== Page ==
FRANKFURT: The Iran war’s disruption of Middle East oil and gas supplies and soaring prices are strengthening Russia’s ability to profit from its energy exports, a pillar of the Kremlin’s budget and a key to paying for its own war in Ukraine.
Prices for Russia’s oil exports have risen from under $40 per barrel as recently as December to about $62 per barrel — first on fears of war and then due to interruption of almost all tanker traffic through the Strait of Hormuz, the conduit for some 20 percent of the world’s oil consumption.
Russian oil still trades at a considerable discount to international benchmark Brent crude, which has risen above $82 from the closing price of $72.87 on Friday, the eve of the attack on Iran by the US and Israel. However, Russian crude is now above the benchmark of $59 per barrel that was assumed in the Russian Finance Ministry’s budget plan for 2026. Oil and gas tax revenues account for up to 30 percent of the Russian federal budget.
Additionally, the halt in production of ship-borne liquefied natural gas, or LNG, by major supplier Qatar will sharply increase global competition for available cargoes — including those from Russia.
A change in fortunes
Russia had seen state oil and gas revenue fall to a four-year low of 393 billion rubles ($5 billion) in January and the budget shortfall of 1.7 trillion rubles ($21.8 billion) for that month was the biggest on record, according to Finance Ministry figures.
The lower revenue was due to weaker global prices and to deep discounts fueled by US and European Union hindrance of Russia’s “shadow fleet” of tankers with obscure ownership used sell oil to its biggest customers, China and India, in defiance of a Western-imposed price cap and sanctions on Russia’s two biggest oil companies, Lukoil and Rosneft.
Economic growth has stagnated as massive military spending has leveled off. President Vladimir Putin has resorted to tax increases and increased borrowing from compliant domestic banks to keep state finances on an even keel in the fifth year of the war.
“Russia is a big winner from the war-related energy turmoil,” said Simone Tagliapietra, energy expert at the Bruegel think tank in Brussels. “Higher oil prices mean higher revenues for the government and therefore stronger capability to finance the war in Ukraine.”
Amena Bakr, head of Middle East and OPEC+ insights at data and analytics firm Kpler, writes: “With Middle East barrels facing logistical disruption, both India and China face strong incentives to deepen reliance on Russian supply.”
Additionally, the price of future delivery of natural gas has skyrocketed in Europe, raising questions about EU plans to put an end to imports of Russian LNG by 2027 — reviving bad memories of a 2022 energy crunch after Moscow cut off most supplies of pipeline gas due to the war.

== Record extracts ==
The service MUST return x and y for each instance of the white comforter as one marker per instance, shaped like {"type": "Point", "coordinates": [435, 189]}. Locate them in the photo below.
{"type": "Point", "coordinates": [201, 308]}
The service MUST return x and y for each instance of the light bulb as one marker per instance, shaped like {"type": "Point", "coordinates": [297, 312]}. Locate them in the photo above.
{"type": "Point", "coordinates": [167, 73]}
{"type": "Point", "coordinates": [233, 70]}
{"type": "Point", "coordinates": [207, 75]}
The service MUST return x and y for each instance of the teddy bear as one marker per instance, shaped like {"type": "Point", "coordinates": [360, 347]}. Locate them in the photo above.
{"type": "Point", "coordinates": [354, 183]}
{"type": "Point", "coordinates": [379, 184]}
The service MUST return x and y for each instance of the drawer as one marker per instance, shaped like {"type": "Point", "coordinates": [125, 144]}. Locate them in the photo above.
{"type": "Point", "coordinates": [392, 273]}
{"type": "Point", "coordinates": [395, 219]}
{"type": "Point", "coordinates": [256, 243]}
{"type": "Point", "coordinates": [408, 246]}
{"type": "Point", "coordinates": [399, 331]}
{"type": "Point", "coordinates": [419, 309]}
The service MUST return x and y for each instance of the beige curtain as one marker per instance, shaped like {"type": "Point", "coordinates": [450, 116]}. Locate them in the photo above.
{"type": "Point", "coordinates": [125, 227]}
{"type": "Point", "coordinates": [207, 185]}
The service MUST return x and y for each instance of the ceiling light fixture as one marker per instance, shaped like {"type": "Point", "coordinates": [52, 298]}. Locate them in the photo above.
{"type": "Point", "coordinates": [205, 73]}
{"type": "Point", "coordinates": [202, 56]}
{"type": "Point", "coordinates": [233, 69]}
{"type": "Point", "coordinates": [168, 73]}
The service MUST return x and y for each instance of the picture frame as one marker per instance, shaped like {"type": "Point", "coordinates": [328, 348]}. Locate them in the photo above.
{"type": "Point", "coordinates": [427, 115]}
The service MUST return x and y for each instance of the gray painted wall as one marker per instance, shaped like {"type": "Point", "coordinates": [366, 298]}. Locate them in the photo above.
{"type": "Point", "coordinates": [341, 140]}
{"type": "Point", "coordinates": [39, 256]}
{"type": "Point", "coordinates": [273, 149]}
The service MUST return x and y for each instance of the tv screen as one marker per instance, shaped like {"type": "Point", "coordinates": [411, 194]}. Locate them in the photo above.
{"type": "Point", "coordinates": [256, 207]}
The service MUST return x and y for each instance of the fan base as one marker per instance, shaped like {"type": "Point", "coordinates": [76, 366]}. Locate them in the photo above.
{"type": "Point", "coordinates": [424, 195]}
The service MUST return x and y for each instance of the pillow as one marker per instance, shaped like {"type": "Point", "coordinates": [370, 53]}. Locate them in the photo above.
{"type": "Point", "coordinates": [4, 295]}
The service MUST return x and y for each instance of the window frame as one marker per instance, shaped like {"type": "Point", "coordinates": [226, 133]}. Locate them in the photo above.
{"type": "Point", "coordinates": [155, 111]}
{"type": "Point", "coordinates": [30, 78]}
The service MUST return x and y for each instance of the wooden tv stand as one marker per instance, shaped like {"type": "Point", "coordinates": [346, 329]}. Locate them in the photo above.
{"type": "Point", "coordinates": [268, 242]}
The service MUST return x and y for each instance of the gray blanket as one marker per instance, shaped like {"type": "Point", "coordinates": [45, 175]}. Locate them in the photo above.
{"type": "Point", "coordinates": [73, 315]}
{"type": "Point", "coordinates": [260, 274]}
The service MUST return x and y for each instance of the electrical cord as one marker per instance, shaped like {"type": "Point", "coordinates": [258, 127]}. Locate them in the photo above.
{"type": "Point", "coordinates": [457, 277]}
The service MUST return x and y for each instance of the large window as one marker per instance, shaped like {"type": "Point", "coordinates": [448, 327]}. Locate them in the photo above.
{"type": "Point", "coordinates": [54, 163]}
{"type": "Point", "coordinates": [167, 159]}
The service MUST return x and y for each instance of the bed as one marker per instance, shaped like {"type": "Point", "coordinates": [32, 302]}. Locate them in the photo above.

== Requirements ==
According to the article on Russia's energy revenue, what oil price per barrel did the Russian Finance Ministry assume in its budget plan for 2026? Please answer briefly.

== Correct answer ==
$59 per barrel.